*What to do*: Copy the lines verbatim, starting at the line that contains "Where can you see the man in" and ending at the last line of the items, including both of those lines.

(Dataset items)
========

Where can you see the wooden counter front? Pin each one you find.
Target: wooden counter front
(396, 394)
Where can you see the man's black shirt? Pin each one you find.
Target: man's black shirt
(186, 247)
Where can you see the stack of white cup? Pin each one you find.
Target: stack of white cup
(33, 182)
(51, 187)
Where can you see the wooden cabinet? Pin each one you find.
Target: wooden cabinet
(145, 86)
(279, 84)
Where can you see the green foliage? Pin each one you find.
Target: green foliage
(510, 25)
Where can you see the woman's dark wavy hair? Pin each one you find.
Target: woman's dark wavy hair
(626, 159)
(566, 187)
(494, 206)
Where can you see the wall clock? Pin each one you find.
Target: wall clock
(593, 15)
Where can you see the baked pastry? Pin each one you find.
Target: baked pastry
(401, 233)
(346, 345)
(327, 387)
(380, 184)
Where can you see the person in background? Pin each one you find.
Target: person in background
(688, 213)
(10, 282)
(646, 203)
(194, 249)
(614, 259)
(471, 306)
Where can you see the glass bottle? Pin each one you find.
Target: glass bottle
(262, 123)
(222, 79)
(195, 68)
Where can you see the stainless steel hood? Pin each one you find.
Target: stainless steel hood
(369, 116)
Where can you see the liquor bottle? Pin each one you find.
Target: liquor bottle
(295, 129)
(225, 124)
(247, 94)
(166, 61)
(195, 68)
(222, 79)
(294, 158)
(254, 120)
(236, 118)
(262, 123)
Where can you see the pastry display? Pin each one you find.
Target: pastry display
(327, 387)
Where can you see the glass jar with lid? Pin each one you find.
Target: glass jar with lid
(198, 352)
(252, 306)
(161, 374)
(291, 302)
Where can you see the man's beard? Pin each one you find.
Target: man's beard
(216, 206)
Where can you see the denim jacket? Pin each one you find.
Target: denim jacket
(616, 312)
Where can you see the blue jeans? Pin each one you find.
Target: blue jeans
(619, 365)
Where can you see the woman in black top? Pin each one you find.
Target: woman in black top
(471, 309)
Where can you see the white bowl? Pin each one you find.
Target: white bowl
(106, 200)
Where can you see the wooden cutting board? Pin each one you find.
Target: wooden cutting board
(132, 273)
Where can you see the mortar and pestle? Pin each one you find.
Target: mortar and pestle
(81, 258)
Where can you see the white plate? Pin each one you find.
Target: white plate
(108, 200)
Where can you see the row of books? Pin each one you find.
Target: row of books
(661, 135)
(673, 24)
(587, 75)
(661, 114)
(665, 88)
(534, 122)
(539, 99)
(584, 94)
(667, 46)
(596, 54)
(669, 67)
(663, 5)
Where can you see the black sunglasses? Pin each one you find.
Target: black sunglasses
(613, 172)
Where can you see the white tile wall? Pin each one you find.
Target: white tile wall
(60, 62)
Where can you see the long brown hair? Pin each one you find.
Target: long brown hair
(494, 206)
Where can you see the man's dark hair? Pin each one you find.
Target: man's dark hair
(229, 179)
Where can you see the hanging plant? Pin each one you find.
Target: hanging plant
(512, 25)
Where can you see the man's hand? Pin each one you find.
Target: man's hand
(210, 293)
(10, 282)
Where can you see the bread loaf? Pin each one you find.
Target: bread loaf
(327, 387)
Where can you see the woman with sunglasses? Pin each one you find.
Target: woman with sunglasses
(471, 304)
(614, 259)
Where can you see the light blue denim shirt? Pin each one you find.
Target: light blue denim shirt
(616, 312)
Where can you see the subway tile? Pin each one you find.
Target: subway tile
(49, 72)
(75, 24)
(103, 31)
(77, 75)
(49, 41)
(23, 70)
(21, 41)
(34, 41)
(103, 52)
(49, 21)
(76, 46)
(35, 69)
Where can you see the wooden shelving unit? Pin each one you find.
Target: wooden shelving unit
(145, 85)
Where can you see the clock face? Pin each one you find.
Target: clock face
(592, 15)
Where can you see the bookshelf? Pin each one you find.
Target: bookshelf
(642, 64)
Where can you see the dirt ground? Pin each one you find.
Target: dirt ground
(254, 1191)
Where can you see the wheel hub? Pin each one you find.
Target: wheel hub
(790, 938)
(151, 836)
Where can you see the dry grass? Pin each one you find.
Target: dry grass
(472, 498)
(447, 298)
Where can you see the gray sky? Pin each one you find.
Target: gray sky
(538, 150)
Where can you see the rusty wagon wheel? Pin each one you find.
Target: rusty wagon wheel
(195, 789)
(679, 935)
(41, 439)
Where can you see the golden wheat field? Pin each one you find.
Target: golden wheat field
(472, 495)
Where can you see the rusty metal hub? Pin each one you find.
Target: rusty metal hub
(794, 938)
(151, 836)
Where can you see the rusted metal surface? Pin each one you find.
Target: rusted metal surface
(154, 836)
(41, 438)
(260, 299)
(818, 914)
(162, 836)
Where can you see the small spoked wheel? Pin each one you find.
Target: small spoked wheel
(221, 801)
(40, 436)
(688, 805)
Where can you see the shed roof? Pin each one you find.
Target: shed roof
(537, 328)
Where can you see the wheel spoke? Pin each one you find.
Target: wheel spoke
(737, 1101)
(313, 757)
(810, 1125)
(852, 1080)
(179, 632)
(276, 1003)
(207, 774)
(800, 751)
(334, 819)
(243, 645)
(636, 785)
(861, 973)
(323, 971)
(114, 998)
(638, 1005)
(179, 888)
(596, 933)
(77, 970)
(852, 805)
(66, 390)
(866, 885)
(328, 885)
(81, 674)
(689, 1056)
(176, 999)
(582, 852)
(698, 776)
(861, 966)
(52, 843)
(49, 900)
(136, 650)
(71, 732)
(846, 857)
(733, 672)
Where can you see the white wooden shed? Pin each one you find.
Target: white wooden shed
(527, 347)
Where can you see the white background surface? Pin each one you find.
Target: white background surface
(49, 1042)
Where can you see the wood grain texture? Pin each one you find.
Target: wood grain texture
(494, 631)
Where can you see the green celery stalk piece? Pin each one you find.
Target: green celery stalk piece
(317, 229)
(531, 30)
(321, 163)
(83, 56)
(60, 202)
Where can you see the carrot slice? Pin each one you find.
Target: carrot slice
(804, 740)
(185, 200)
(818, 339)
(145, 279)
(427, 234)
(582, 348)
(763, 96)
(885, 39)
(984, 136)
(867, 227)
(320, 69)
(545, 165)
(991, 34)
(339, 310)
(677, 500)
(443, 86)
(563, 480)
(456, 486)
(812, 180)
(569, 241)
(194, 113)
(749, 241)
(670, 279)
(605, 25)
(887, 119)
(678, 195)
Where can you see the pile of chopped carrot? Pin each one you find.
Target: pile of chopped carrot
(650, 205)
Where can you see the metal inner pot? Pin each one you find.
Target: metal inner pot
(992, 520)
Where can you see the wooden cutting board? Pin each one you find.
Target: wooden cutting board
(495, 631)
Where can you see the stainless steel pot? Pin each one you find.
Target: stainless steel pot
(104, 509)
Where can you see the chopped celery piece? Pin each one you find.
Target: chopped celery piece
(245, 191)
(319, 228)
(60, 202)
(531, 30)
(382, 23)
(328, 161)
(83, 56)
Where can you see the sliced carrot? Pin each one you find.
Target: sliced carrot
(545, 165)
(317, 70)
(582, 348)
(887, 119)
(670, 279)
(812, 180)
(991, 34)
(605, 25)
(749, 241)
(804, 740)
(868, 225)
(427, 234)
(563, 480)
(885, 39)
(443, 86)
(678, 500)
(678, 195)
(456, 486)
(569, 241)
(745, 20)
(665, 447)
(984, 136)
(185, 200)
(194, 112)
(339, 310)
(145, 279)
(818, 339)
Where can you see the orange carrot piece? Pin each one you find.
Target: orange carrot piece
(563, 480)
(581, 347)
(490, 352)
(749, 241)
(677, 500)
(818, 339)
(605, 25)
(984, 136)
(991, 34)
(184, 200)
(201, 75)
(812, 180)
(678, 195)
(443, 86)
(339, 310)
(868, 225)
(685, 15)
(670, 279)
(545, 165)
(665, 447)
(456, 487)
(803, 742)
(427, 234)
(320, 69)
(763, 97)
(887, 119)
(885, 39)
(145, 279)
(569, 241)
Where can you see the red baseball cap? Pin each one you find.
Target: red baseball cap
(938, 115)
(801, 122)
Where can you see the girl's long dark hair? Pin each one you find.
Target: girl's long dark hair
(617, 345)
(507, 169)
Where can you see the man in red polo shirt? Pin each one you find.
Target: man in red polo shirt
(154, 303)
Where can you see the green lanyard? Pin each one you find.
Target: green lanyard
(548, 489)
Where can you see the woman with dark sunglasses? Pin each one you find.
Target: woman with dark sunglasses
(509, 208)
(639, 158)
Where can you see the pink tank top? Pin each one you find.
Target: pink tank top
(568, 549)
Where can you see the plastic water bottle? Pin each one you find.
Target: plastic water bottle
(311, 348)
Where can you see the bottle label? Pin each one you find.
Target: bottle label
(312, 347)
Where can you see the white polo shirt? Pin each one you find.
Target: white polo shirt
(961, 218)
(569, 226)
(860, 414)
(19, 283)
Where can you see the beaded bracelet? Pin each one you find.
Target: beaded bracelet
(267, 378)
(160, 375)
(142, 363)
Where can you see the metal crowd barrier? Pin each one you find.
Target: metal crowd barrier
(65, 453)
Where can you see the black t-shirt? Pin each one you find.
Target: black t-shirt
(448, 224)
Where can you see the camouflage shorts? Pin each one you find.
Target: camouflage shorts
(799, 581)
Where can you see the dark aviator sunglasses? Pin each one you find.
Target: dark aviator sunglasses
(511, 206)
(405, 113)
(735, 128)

========

*Task response*:
Where can you see the man in red polo shirt? Pin each one you find.
Target: man in red polo shirt
(154, 303)
Where can you see the green lanyard? Pin each one you find.
Target: green lanyard
(548, 489)
Where can you see the woman with dark sunglasses? Pin each one you find.
Target: woman with dark sunglasses
(509, 208)
(639, 158)
Where can you see the pink tank top? Pin each one you find.
Target: pink tank top
(568, 549)
Where can you see the plastic water bottle? Pin each one you find.
Target: plastic water bottle
(311, 348)
Where can you see the bottle label? Pin each one you find.
Target: bottle label
(312, 347)
Where can you see the white polo shirt? Pin each one you find.
Target: white polo shirt
(961, 218)
(569, 226)
(860, 414)
(19, 283)
Where can you see the beaded bracelet? Pin each one you find.
Target: beaded bracelet
(267, 378)
(160, 375)
(142, 363)
Where can you see the metal crowd barrier? Pin each one you find.
Target: metal crowd barrier
(65, 453)
Where can you see the black t-shirt? Pin each one you find.
Target: black t-shirt
(448, 224)
Where can you see the camouflage shorts? Pin each one you find.
Target: camouflage shorts
(799, 581)
Where can you see the dark aviator sunglasses? Pin each one you find.
Target: dark aviator sunglasses
(511, 206)
(405, 113)
(735, 128)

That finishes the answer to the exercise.